# PASSAGE

BAD COMPANY, directed by Joel Schumacher, written by Jason Richman and Michael Browning, 111 minutes, rated PG-13.

Another week, another nuclear weapon, another dirty Hollywood bomb. Ka-fizzle.

This time out the film in question isn’t “The Sum of All Fears” but Joel Schumacher’s “Bad Company,” an appropriately titled comedic thriller that doesn’t star Ben Affleck as the hotshot on which our national safety and security hinges but, instead features the comedian Chris Rock.

Allow me to wipe that tear from your eye.

Produced by Jerry Bruckheimer and written by Jason Richman and Michael Browning, “Bad Company” is a mismatched buddy movie that asks audiences to suspend disbelief to such an absurd degree, they might hang themselves trying.

Originally set to hit theaters just weeks after Sept. 11, “Bad Company” was swiftly shelved and its release date pushed back until June 7, which just happens to be the very week the official cleanup ended on what was once the World Trade Center towers.

No, Disney’s Touchstone Pictures can’t get a break with this film – and, considering its movie is all about mining laughs from a plot to blow up Manhattan, they don’t deserve one.

In the film, Anthony Hopkins is Oakes, a gum-snapping, toothpick-chewing CIA agent eager to prevent a Yugoslav terrorist named Dragan (Matthew Marsh) from purchasing a nuclear weapon from a Russian Mafiosi named Adrik Vas (Peter Stormare). His key man in the operation was Kevin Pope (Rock), a refined agent posing as an antiques dealer whose life is snuffed early in the film. For Oakes, tracking down Kevin’s twin brother, Jake Hayes (Rock), to complete the deal isn’t the problem. Instead, the problem rests in getting him to do the job competently – which, ironically, also can be said for director Schumacher.

# GIVEN PROBLEM
Copy out the whole "Bad Company" review above, word for word.

# RECORDS PROVIDED
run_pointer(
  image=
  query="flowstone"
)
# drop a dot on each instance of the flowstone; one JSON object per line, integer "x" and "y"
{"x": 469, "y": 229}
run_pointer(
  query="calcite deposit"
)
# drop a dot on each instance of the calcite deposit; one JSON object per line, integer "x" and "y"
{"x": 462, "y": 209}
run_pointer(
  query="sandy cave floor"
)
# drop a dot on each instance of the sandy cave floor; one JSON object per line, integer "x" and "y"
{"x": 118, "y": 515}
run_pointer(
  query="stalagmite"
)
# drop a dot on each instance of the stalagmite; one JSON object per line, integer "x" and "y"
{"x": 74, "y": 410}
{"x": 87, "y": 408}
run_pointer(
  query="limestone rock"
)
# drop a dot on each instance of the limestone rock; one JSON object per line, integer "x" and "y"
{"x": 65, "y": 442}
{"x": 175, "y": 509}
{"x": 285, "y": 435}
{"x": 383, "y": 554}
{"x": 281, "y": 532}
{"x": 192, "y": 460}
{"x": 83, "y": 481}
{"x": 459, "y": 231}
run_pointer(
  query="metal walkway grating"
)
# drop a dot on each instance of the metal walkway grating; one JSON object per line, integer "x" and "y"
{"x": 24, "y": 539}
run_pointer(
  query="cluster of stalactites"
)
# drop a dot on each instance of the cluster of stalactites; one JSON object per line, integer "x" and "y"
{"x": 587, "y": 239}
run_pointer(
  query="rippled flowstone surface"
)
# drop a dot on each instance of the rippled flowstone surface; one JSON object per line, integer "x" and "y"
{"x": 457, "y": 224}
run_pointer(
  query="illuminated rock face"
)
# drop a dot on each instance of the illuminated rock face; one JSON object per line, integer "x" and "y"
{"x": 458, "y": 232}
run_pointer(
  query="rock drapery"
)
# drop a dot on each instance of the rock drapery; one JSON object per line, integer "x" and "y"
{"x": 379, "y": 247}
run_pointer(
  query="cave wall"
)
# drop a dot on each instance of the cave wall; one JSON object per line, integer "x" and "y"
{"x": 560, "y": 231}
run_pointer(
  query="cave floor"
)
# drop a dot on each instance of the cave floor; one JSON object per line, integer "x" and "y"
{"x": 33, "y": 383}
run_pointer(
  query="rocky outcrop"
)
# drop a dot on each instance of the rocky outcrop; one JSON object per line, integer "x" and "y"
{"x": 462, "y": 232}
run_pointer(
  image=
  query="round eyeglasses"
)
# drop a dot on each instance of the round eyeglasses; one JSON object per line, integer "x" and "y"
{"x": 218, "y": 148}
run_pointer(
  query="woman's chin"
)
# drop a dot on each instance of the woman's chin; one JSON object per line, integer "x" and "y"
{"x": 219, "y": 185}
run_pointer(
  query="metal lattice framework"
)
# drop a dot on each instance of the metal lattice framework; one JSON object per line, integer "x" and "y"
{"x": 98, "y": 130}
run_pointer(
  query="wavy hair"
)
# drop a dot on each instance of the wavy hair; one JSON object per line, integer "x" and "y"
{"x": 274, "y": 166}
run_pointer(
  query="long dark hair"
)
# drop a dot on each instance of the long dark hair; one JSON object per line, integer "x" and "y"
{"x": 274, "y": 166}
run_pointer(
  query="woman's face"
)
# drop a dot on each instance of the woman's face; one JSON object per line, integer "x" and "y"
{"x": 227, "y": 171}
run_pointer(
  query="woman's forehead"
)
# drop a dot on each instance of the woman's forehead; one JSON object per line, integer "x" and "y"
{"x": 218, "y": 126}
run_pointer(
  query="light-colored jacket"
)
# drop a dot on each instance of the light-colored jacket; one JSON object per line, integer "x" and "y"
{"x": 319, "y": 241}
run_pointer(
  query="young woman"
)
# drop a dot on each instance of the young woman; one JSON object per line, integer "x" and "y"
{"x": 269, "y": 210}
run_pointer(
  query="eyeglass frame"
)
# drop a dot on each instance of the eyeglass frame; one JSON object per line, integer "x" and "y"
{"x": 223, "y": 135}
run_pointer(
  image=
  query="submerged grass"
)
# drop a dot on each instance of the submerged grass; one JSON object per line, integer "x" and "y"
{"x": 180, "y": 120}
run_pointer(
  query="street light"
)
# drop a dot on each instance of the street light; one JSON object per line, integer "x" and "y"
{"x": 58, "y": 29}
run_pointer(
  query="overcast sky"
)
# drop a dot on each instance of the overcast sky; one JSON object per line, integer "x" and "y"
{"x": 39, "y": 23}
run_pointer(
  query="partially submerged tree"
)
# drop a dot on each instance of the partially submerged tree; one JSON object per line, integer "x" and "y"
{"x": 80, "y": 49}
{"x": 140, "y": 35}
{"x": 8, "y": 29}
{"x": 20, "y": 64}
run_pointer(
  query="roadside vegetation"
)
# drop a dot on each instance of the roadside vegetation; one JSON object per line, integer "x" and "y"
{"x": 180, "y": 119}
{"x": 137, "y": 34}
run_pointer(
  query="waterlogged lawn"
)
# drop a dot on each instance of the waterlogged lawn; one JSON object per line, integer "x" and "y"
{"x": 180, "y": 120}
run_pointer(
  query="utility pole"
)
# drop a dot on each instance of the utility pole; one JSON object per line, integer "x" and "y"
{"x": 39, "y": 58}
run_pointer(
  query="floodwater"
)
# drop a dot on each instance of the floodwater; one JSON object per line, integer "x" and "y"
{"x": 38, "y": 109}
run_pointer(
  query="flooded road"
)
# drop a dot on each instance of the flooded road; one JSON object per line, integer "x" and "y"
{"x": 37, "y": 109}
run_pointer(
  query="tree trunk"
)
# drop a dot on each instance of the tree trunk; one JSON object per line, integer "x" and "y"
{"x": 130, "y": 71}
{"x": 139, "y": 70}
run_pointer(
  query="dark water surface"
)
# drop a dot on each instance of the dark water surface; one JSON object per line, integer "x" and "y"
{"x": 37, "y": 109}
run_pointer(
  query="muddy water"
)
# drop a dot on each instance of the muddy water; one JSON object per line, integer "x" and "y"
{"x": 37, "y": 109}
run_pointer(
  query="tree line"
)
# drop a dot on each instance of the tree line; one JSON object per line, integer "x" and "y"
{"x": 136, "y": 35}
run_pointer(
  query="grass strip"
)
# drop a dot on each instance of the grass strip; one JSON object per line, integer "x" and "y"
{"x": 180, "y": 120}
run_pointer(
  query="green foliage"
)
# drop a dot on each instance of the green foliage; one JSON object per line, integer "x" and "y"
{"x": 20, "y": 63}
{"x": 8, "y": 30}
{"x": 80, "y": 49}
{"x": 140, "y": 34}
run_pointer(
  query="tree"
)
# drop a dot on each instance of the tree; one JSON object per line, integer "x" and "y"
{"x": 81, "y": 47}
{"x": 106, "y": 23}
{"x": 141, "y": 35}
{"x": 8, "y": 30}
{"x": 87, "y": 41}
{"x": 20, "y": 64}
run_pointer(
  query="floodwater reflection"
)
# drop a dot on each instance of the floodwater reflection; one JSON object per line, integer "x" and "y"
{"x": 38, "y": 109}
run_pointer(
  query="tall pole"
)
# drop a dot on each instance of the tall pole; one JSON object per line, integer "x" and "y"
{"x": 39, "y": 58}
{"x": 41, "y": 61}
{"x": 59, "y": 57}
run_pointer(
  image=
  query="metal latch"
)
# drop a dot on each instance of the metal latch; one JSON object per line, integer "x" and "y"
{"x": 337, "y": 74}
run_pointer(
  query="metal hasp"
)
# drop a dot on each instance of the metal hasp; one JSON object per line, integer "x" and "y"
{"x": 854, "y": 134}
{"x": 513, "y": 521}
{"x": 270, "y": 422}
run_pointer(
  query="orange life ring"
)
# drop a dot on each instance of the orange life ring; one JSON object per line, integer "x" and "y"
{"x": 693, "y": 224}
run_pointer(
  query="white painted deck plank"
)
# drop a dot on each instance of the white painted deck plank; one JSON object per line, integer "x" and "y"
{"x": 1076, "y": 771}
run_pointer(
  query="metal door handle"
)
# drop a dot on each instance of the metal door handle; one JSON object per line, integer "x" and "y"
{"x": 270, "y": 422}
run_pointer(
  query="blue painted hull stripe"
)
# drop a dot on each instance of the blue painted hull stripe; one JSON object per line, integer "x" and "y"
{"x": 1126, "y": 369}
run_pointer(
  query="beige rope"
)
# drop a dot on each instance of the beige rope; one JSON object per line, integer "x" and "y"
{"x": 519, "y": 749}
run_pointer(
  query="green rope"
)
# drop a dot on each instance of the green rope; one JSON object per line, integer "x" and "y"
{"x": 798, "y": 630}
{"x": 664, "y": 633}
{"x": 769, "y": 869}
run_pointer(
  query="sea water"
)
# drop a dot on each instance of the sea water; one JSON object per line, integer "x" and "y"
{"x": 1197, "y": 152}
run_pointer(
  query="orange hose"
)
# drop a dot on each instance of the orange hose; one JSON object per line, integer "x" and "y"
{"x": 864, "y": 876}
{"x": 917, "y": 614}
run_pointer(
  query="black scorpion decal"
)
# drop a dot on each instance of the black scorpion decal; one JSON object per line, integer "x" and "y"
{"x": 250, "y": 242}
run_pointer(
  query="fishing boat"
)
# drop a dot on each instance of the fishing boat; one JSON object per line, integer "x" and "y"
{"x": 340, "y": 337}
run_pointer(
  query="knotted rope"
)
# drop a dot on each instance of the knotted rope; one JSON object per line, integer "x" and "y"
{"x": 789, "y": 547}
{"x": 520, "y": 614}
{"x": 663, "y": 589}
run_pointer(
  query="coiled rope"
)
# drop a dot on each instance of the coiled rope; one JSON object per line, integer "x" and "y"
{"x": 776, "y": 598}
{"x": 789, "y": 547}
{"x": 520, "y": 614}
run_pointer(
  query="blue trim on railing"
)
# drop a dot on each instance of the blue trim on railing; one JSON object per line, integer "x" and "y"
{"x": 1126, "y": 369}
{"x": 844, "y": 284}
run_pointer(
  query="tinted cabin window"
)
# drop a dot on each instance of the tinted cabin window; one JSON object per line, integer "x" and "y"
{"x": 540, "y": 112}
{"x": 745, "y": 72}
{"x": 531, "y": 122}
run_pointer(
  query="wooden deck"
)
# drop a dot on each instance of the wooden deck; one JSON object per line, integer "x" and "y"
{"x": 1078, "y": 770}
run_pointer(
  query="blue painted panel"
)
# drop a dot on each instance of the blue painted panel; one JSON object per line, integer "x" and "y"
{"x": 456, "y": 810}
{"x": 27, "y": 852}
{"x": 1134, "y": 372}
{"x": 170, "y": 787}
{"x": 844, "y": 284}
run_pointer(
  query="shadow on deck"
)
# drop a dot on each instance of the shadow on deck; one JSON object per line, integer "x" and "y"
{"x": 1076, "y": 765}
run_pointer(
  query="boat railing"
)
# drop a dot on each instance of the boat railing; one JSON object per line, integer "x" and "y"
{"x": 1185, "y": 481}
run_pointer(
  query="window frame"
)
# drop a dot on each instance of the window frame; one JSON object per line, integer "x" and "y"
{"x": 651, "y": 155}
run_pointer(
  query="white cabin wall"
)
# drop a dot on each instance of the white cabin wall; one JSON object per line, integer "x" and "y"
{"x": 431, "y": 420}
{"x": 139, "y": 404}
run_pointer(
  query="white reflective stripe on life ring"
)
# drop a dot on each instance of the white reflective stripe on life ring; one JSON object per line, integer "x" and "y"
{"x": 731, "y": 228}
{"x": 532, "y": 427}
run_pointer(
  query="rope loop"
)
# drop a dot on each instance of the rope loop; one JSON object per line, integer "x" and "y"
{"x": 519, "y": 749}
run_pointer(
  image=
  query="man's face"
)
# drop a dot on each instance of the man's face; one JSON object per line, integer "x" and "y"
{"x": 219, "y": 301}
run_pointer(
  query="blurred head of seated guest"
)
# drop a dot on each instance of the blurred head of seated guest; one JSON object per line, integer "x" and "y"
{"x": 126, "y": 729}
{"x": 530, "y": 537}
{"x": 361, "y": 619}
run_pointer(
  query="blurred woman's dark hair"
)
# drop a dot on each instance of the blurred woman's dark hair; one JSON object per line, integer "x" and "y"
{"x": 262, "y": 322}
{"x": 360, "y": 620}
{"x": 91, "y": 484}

# EXERCISE RESULT
BAD COMPANY, directed by Joel Schumacher, written by Jason Richman and Michael Browning, 111 minutes, rated PG-13.

Another week, another nuclear weapon, another dirty Hollywood bomb. Ka-fizzle.

This time out the film in question isn’t “The Sum of All Fears” but Joel Schumacher’s “Bad Company,” an appropriately titled comedic thriller that doesn’t star Ben Affleck as the hotshot on which our national safety and security hinges but, instead features the comedian Chris Rock.

Allow me to wipe that tear from your eye.

Produced by Jerry Bruckheimer and written by Jason Richman and Michael Browning, “Bad Company” is a mismatched buddy movie that asks audiences to suspend disbelief to such an absurd degree, they might hang themselves trying.

Originally set to hit theaters just weeks after Sept. 11, “Bad Company” was swiftly shelved and its release date pushed back until June 7, which just happens to be the very week the official cleanup ended on what was once the World Trade Center towers.

No, Disney’s Touchstone Pictures can’t get a break with this film – and, considering its movie is all about mining laughs from a plot to blow up Manhattan, they don’t deserve one.

In the film, Anthony Hopkins is Oakes, a gum-snapping, toothpick-chewing CIA agent eager to prevent a Yugoslav terrorist named Dragan (Matthew Marsh) from purchasing a nuclear weapon from a Russian Mafiosi named Adrik Vas (Peter Stormare). His key man in the operation was Kevin Pope (Rock), a refined agent posing as an antiques dealer whose life is snuffed early in the film. For Oakes, tracking down Kevin’s twin brother, Jake Hayes (Rock), to complete the deal isn’t the problem. Instead, the problem rests in getting him to do the job competently – which, ironically, also can be said for director Schumacher.